#### TASK INSTRUCTIONS:
Wherever "white" occurs in the entries, copy the line that holds it.

(Dataset entries)

══════════

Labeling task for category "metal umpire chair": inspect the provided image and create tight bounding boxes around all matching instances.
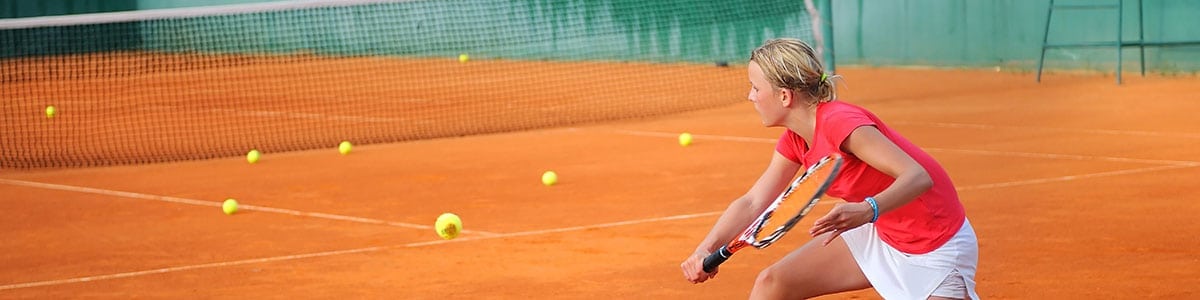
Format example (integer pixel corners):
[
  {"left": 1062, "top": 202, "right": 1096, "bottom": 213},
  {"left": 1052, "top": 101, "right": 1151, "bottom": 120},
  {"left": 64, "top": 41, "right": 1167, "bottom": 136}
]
[{"left": 1036, "top": 0, "right": 1200, "bottom": 84}]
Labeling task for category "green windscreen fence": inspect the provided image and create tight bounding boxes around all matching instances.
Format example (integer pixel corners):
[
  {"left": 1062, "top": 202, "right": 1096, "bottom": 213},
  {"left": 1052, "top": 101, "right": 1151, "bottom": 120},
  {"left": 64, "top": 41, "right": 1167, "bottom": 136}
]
[
  {"left": 1, "top": 0, "right": 831, "bottom": 168},
  {"left": 0, "top": 0, "right": 138, "bottom": 19}
]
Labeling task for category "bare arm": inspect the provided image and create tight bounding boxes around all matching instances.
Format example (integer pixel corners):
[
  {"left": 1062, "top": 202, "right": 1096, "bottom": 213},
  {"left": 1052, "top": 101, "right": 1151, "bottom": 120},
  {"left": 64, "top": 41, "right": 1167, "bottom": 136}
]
[
  {"left": 681, "top": 151, "right": 802, "bottom": 283},
  {"left": 847, "top": 125, "right": 932, "bottom": 213},
  {"left": 809, "top": 125, "right": 932, "bottom": 243}
]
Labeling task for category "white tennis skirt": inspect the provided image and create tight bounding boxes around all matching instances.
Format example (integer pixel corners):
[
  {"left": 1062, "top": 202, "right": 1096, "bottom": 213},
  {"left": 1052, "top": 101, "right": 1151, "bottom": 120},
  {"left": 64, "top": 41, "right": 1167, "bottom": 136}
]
[{"left": 841, "top": 219, "right": 979, "bottom": 300}]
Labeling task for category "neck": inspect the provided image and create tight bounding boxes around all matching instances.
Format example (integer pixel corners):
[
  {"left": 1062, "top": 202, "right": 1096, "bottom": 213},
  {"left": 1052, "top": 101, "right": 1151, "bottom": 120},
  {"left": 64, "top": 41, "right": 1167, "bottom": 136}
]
[{"left": 785, "top": 102, "right": 820, "bottom": 141}]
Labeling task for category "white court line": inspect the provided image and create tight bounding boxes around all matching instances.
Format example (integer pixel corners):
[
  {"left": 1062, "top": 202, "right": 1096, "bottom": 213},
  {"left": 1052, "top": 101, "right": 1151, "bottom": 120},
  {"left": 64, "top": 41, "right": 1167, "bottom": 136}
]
[
  {"left": 609, "top": 129, "right": 777, "bottom": 144},
  {"left": 139, "top": 105, "right": 404, "bottom": 124},
  {"left": 923, "top": 148, "right": 1200, "bottom": 166},
  {"left": 0, "top": 0, "right": 421, "bottom": 29},
  {"left": 401, "top": 211, "right": 723, "bottom": 247},
  {"left": 0, "top": 246, "right": 391, "bottom": 291},
  {"left": 0, "top": 178, "right": 499, "bottom": 237},
  {"left": 609, "top": 128, "right": 1200, "bottom": 190},
  {"left": 891, "top": 121, "right": 1200, "bottom": 139},
  {"left": 955, "top": 164, "right": 1196, "bottom": 191},
  {"left": 0, "top": 211, "right": 723, "bottom": 291},
  {"left": 606, "top": 129, "right": 1200, "bottom": 166}
]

══════════

#### OUTPUT BELOW:
Labeling task for category "white tennis skirt": inspect the provided image and create tight bounding boxes around all matching instances.
Labeling task for category "white court line": inspect the provided image and create tight bounding boxes around all matching instances.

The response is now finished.